*Written exercise:*
Treat the line containing "pick out the orange" as the first line and the final line of the material below as the last; reproduce that range exactly.

*Source records:*
--
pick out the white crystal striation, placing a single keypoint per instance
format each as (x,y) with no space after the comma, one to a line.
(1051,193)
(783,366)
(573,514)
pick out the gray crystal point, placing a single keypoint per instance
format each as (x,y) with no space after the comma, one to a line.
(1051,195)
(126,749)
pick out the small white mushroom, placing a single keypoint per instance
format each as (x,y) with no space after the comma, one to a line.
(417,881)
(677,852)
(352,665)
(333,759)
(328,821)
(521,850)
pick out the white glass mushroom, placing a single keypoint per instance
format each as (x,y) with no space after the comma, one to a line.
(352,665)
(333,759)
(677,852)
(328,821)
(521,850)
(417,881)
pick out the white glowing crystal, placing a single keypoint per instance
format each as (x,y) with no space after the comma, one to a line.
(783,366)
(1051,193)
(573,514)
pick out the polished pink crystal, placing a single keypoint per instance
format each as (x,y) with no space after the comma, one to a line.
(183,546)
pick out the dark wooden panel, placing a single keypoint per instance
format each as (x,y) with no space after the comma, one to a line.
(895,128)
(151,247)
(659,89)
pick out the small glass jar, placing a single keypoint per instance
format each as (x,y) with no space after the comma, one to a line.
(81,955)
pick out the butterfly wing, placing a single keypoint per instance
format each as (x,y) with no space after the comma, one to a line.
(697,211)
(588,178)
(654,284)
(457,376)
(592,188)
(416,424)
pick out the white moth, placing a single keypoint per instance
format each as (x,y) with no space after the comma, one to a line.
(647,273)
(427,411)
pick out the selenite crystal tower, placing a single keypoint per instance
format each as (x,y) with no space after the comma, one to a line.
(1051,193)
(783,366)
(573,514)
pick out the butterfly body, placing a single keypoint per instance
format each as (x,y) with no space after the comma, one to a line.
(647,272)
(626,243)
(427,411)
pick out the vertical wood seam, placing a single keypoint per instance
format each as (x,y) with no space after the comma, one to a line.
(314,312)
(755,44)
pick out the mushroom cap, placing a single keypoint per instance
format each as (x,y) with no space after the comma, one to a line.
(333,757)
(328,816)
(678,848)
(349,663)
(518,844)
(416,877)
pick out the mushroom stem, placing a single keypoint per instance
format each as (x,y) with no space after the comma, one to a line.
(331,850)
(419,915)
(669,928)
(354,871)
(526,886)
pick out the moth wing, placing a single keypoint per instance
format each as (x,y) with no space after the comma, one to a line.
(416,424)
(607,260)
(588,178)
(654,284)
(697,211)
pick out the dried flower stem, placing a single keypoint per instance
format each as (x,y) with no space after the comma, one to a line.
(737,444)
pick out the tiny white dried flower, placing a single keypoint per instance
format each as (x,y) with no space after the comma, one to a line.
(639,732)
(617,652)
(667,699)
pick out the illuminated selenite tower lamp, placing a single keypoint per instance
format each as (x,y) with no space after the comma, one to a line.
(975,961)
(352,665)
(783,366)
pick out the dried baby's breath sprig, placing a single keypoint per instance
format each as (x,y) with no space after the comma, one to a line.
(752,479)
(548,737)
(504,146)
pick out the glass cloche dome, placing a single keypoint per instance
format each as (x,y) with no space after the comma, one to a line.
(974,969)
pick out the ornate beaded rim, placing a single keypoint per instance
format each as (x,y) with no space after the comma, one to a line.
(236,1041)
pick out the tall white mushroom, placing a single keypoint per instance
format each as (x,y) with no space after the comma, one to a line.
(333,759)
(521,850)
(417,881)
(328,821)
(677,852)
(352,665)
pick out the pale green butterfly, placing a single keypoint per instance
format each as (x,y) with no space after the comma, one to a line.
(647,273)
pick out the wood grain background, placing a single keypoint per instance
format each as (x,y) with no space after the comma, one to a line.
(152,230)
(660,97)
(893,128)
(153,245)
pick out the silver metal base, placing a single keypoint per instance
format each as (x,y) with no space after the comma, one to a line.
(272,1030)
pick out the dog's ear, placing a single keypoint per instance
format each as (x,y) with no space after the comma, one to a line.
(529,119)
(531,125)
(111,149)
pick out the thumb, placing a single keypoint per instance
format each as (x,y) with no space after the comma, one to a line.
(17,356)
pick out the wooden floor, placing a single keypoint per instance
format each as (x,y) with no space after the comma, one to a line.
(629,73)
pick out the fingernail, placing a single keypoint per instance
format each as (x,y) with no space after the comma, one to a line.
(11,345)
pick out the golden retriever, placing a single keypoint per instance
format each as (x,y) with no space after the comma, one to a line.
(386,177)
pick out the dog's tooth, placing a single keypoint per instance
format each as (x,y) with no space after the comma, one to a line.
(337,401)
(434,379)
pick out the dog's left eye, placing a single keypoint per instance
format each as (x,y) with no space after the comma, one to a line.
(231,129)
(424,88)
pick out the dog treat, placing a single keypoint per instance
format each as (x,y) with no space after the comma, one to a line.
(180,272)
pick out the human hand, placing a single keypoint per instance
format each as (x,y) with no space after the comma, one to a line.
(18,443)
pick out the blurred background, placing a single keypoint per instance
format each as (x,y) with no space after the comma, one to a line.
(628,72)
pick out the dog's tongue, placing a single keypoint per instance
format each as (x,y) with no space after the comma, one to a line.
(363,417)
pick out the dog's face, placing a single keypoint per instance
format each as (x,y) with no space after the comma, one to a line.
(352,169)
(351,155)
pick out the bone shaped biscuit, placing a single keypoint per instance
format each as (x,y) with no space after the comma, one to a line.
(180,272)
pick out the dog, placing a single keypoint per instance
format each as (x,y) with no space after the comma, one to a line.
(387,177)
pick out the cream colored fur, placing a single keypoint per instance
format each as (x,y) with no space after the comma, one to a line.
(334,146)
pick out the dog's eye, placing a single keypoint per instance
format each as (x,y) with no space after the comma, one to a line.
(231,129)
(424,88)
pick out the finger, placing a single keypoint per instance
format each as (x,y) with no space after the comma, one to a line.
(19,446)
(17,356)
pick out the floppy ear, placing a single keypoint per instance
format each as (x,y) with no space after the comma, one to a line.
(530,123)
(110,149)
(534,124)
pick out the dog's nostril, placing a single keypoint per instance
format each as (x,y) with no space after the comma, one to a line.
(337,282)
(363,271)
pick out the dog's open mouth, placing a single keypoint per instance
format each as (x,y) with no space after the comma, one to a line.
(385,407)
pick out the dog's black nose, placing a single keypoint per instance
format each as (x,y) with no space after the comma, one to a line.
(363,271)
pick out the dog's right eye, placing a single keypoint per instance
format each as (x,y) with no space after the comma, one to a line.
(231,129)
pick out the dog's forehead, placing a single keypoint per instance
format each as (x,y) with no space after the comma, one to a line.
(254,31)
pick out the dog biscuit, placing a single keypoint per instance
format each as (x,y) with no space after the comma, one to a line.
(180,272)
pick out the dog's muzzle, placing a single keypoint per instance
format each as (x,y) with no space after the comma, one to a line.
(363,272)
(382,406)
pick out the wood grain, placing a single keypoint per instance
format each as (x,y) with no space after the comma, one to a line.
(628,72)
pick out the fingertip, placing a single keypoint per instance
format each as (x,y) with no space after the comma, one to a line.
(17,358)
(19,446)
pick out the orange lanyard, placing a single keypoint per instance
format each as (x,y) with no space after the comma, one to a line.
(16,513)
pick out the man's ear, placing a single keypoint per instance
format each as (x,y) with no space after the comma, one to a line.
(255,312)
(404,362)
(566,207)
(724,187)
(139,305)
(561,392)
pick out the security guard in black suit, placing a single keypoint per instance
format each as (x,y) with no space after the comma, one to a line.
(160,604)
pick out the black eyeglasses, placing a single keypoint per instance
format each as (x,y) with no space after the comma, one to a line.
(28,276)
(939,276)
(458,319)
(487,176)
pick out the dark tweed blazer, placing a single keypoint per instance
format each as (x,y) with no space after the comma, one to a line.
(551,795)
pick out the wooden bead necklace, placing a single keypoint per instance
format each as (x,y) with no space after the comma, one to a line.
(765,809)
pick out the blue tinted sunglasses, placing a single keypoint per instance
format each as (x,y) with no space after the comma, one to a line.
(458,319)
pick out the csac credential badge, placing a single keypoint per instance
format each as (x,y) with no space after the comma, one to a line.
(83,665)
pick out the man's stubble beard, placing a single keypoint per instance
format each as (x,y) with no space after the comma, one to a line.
--
*Task response:*
pick out the orange lanyard, placing a single keypoint per instance
format each as (x,y) with no space after the comma, one to a line.
(16,513)
pick out the man's ear, placing a single keypoint per instance
format each as (x,y) with no space after the comma, one to a line.
(255,312)
(404,362)
(566,207)
(724,187)
(139,305)
(561,392)
pick out the security guard in black suit, placing a single keypoint per instance
format each as (x,y) with no space after the comma, one to a line.
(160,604)
pick out the black eyeglasses, placing a single keypoint per instance
format each as (x,y) with no space after the comma, one to a line.
(28,276)
(939,276)
(458,319)
(487,176)
pick out the dark tweed blazer, placing a single keypoint per instance
format each as (x,y) with no space after the comma, one to a line.
(551,795)
pick out the wooden bead necklace, placing a single keypoint per instance
format each as (x,y) with no space after the comma, one to a line.
(765,809)
pick out the blue tinted sunglasses, placing a single keypoint per instance
format each as (x,y) with no space after the comma, one to a line.
(458,319)
pick out the csac credential badge, placing a single keypoint per instance
format each as (x,y) with no space after the comma, one to a line.
(83,665)
pick out the man's stubble beard, placing a single keypoint per instance
format each as (x,y) with no space after the comma, one to a line.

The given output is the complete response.